— BEGIN RECORDS FOR THE EXERCISE —
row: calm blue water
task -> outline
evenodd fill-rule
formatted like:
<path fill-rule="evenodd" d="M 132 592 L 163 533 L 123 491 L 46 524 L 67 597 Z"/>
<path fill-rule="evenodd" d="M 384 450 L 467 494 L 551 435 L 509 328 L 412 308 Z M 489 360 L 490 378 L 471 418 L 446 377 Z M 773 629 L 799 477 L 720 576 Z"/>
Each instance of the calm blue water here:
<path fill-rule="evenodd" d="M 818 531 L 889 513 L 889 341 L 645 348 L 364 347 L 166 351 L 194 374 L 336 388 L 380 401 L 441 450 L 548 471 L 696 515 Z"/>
— END RECORDS FOR THE EXERCISE —
_JOB_. Output the listing above without altering a single character.

_EXERCISE RESPONSE_.
row: calm blue water
task -> outline
evenodd fill-rule
formatted like:
<path fill-rule="evenodd" d="M 132 592 L 163 533 L 123 491 L 46 524 L 67 597 Z"/>
<path fill-rule="evenodd" d="M 384 450 L 467 494 L 551 435 L 509 328 L 412 308 Z M 489 360 L 490 378 L 471 418 L 446 377 Z M 773 629 L 799 477 L 720 576 Z"/>
Each instance of the calm blue water here:
<path fill-rule="evenodd" d="M 818 531 L 889 513 L 889 341 L 645 348 L 364 347 L 166 351 L 194 374 L 336 388 L 380 401 L 441 450 L 548 471 L 696 515 Z"/>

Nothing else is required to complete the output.